---------- SOURCE PASSAGE

Skip to content

keyATM toolkit

keyATM-specific workflow helpers live in topica.keyatm. The general post-hoc diagnostics (top words, representative documents, coherence, pyLDAvis, covariate effects, …) are model-agnostic and work on a fitted KeyATM directly: see the Diagnostics and STM toolkit pages.

The fitted model also exposes the convergence trace keyATM's plot_modelfit reports, as KeyATM.log_likelihood_history — a list of (iteration, per-token log-likelihood) pairs (perplexity is exp(-log_likelihood)).

topica.keyatm.top_topics

top_topics(model_or_theta, *, n=2, topic_names=None)

The n most prevalent topics in each document (≈ keyATM::top_topics).

Returns a list (one per document) of (topic_name, proportion) pairs, sorted by descending document-topic proportion. Pass a fitted :class:~topica.KeyATM (topic names are taken from it) or a raw theta array.

topica.keyatm.by_strata

by_strata(model_or_theta, strata, *, ci=0.95, topic_names=None)

--------------------
---------- EXTRACTED RECORDS

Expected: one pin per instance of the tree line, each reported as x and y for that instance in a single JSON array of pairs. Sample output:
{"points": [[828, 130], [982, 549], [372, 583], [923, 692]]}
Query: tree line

--------------------
---------- EXTRACTED RECORDS

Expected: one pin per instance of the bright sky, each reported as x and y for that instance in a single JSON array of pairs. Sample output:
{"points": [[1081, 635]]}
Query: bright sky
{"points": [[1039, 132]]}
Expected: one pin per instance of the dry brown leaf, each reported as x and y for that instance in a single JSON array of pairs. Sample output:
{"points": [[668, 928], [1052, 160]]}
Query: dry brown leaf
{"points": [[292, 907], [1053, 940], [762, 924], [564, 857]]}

--------------------

◆ **TASKS FOR THIS EXERCISE**:
1 – Based on the keyATM toolkit page, does each statement agree with it? (a) The convergence trace is a list of pairs of iteration and per-token log-likelihood. (b) The pairs returned by top_topics are sorted by ascending document-topic proportion. (c) The general post-hoc diagnostics work on a fitted KeyATM directly. Answer yes or no for each, and quote the deciding words of the page exactly.
2 – Retype the part of the keyATM toolkit page starting with "keyATM toolkit" and going on through "STM toolkit pages.", character for character.
3 – Extend the keyATM toolkit page, continuing on from its last line.
The rows are not needed for any of this work.

◆ **OUTPUTS IN ORDER**:
1 –
(a) Yes: "a list of (iteration, per-token log-likelihood) pairs"
(b) No: "sorted by descending document-topic proportion"
(c) Yes: "are model-agnostic and work on a fitted KeyATM directly"

2 –
keyATM toolkit

keyATM-specific workflow helpers live in topica.keyatm. The general post-hoc diagnostics (top words, representative documents, coherence, pyLDAvis, covariate effects, …) are model-agnostic and work on a fitted KeyATM directly: see the Diagnostics and STM toolkit pages.

3 –
Mean topic prevalence within each level of a document covariate (≈ keyATM::by_strata_DocTopic).

Splits documents by their value in strata (one label per document) and, for each level, reports the mean of each topic's proportion with a normal-approximation confidence interval on that mean. This is keyATM's descriptive answer to "how does topic prevalence differ across groups"; for a regression with uncertainty propagated from the topic estimates, use :func:topica.stm.estimate_effect with posterior draws instead.

Returns a list of :class:StrataPrevalence, one per unique stratum (sorted). [s.as_dict() for s in result] builds a table.

topica.keyatm.visualize_keywords

visualize_keywords(docs, keywords)

Corpus frequency of each keyword (≈ keyATM::visualize_keywords).

For every keyword in every set, reports how common it is in docs so you can catch keywords that are too rare to anchor a topic or so frequent they dominate it — the diagnostic keyATM asks you to run before fitting.

Returns a dict mapping each keyword-set name to a list of dicts {"keyword", "count", "proportion", "doc_freq"} sorted by descending proportion, where proportion is the keyword's share of all corpus tokens and doc_freq is the number of documents containing it.

topica.keyatm.refine_keywords

refine_keywords(docs, keywords, *, min_count=2, min_doc_freq=1, verbose=False)

Drop keywords too rare to anchor a topic (≈ keyATM::refine_keywords).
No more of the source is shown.